TASK DIRECTIONS: Reproduce the records below exactly, with nothing altered.

* * *

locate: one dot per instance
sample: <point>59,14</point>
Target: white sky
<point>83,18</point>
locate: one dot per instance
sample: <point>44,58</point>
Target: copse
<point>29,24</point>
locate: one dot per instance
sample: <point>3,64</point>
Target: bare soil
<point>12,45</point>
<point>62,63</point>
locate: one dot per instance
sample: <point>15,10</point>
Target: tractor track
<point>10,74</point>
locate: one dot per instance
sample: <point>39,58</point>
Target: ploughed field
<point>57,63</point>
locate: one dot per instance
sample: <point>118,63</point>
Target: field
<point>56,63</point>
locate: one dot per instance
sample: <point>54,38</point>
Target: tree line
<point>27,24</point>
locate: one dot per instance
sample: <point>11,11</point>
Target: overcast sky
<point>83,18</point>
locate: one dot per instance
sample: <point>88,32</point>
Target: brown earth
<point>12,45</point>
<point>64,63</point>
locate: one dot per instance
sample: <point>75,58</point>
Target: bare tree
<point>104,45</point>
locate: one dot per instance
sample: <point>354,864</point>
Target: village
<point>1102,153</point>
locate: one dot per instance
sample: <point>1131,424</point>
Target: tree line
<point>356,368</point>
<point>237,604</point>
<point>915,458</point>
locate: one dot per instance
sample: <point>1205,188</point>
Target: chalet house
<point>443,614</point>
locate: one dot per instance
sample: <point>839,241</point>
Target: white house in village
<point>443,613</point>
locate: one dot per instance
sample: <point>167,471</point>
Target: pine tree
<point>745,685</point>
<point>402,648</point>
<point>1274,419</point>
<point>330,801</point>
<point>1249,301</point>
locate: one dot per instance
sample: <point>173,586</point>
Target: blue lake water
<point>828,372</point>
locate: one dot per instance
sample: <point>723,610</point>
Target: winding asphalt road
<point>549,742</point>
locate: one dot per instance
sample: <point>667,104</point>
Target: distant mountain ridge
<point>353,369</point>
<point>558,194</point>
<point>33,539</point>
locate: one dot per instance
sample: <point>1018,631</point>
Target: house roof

* * *

COMPLETED TASK:
locate: one dot per instance
sample: <point>59,14</point>
Target: white sky
<point>83,18</point>
locate: one dot per instance
sample: <point>44,58</point>
Target: copse
<point>29,24</point>
locate: one dot per instance
sample: <point>3,64</point>
Target: bare soil
<point>12,45</point>
<point>62,63</point>
locate: one dot per instance
sample: <point>15,10</point>
Target: tractor track
<point>10,74</point>
locate: one dot per instance
sample: <point>39,58</point>
Target: ploughed field
<point>57,63</point>
locate: one dot per instance
sample: <point>118,63</point>
Target: field
<point>56,63</point>
locate: one dot per instance
sample: <point>54,38</point>
Target: tree line
<point>27,24</point>
locate: one dot per instance
sample: <point>11,11</point>
Target: overcast sky
<point>83,18</point>
locate: one dot per instance
sample: <point>88,32</point>
Target: brown earth
<point>12,45</point>
<point>64,63</point>
locate: one dot per instance
sample: <point>75,58</point>
Target: bare tree
<point>104,45</point>
locate: one dot per instance
sample: <point>354,864</point>
Target: village
<point>1102,153</point>
locate: one dot per instance
sample: <point>1131,424</point>
Target: tree line
<point>356,368</point>
<point>237,604</point>
<point>915,458</point>
locate: one dot per instance
sample: <point>1205,188</point>
Target: chalet house
<point>443,614</point>
locate: one dot per instance
sample: <point>839,241</point>
Target: white house in village
<point>443,613</point>
locate: one dot per instance
sample: <point>167,471</point>
Target: pine tree
<point>745,685</point>
<point>402,648</point>
<point>1274,419</point>
<point>330,801</point>
<point>1249,301</point>
locate: one dot per instance
sample: <point>173,586</point>
Target: blue lake water
<point>828,372</point>
locate: one dot per instance
sample: <point>723,610</point>
Target: winding asphalt road
<point>549,742</point>
locate: one dot per instance
sample: <point>667,104</point>
Target: distant mountain ridge
<point>353,369</point>
<point>558,194</point>
<point>33,539</point>
locate: one dot per instance
sample: <point>1018,631</point>
Target: house roof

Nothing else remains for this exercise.